Reproduce the passage of the book description below that lies between "With more than" and "to preserve it.", inclusive.

● DOCUMENT SECTION
┏━━
Gorgeous photos, detailed maps, and a moving personal narrative narrate grueling expeditions to the source of Africa’s famous Okavango Delta, a sanctuary of biodiversity.

Explorers discover signs of Angola's ghost elephants—presumed extinct after decades of civil war but now reappearing in the highlands wilderness.


Follow intrepid explorer Steve Boyes as he leads the National Geographic Okavango Wilderness Project, documenting the little-known lakes and rivers flowing through central Africa to the vast Okavango, a region supporting the world’s largest elephant population as well as lions, cheetahs, and hundreds of bird species.

For miles on end of twisting waterways and leech-filled swamps, Boyes and his fellow explorers pole their flatboats with only satellite imagery and hippo trails to guide them. Sometimes they must drag their boats through dense bush or mud-thick waters. An angry hippo threatens to overturn the caravan; swarms of bees dive-bomb explorers’ ears and eyelashes. In Angola, closed off by war for decades, the team tracks ghost elephants—a subspecies thought to have disappeared forever.

By day they press on, by night they camp under the stars. Lions roar and hyenas howl in the distance. Locals become friends and fellow travelers—guardians of the rivers, sharing generational knowledge of these waters they call the “source of life.”

With more than 100 photographs and maps, including a foreword by Prince Harry and portraits of local wisdom keepers, this beautiful book provides a glimpse of primeval wilderness still thriving on the planet—and the grit of explorers determined to preserve it.

Product Details

ISBN-13: 9781426224072
Publisher: Disney Publishing Group
Publication date: 02/10/2026
Pages: 224
Product dimensions: 9.88(w) x 9.88(h) x (d)

About the Author

STEVE BOYES is a biologist and ecologist, a National Geographic Fellow, a TED Senior Fellow, and the mastermind and director of the decade-long Okavango Wilderness Project. A seventh-generation South African, he is also the scientific director of the Wild Bird Trust, which grew out of his early work studying and protecting the Cape parrot. He spends large portions of each year on expedition, and also travels throughout Africa and elsewhere to raise awareness and support on behalf of the wildlife and waterways of central Africa. He lives with his wife and children in Paarl, South Africa.
┗━━
● DATA FOR REVIEW
┏━━
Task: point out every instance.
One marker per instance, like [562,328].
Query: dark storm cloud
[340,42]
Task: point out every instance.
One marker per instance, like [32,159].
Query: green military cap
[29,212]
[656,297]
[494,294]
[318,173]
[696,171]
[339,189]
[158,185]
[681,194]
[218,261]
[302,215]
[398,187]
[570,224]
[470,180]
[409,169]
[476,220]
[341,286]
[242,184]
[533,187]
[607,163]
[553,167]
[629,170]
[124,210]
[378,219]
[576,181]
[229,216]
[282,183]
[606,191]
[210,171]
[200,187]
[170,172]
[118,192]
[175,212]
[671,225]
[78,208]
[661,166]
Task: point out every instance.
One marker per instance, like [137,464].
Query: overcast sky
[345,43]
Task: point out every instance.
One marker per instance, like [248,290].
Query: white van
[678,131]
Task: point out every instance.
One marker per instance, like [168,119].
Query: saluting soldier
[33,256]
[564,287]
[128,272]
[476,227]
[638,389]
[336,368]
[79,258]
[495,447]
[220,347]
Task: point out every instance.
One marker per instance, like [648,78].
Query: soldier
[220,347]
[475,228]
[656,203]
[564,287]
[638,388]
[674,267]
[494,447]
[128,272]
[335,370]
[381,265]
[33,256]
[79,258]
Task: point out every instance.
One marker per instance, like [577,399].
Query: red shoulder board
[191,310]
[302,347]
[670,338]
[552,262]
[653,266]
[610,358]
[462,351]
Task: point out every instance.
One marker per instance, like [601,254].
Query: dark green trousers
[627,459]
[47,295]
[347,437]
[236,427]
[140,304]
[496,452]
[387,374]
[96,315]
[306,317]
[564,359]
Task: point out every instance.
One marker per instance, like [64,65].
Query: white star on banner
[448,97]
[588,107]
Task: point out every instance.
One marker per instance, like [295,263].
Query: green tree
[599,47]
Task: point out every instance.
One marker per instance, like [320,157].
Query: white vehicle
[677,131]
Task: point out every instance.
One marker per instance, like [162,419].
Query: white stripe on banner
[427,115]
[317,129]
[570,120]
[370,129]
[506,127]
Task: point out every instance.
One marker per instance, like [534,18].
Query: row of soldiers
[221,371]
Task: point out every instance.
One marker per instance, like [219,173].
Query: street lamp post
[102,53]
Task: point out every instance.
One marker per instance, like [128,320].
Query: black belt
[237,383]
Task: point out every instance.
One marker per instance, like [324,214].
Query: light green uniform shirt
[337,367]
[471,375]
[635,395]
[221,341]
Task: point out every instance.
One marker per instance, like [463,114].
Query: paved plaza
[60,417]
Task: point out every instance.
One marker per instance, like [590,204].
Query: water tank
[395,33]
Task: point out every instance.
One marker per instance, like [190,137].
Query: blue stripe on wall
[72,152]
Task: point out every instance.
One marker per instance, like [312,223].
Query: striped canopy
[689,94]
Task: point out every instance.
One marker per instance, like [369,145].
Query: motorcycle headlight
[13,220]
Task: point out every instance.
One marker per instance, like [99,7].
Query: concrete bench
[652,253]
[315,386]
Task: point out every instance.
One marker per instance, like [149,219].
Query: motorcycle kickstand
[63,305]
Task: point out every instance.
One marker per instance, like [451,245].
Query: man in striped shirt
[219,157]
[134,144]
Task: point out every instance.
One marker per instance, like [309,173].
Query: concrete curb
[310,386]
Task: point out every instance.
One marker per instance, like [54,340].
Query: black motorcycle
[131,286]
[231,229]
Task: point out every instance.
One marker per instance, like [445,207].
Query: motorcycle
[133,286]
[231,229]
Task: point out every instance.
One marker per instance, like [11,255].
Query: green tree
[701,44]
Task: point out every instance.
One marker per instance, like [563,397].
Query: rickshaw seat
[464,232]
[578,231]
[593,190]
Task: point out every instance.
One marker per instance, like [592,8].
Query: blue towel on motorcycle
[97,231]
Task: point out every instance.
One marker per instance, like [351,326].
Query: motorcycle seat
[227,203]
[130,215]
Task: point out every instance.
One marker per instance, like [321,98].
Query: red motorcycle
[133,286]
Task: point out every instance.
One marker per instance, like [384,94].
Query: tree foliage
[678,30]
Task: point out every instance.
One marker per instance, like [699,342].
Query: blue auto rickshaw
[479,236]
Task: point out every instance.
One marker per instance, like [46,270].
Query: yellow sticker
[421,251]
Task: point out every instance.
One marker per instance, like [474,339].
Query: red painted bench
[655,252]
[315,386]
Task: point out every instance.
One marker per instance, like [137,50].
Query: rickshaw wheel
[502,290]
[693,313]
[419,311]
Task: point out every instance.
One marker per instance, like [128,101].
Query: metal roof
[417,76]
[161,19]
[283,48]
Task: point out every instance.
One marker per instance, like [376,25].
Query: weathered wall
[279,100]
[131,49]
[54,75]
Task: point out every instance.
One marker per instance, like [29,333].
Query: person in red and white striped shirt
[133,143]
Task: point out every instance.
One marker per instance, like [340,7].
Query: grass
┗━━
● YOUR RESPONSE
With more than 100 photographs and maps, including a foreword by Prince Harry and portraits of local wisdom keepers, this beautiful book provides a glimpse of primeval wilderness still thriving on the planet—and the grit of explorers determined to preserve it.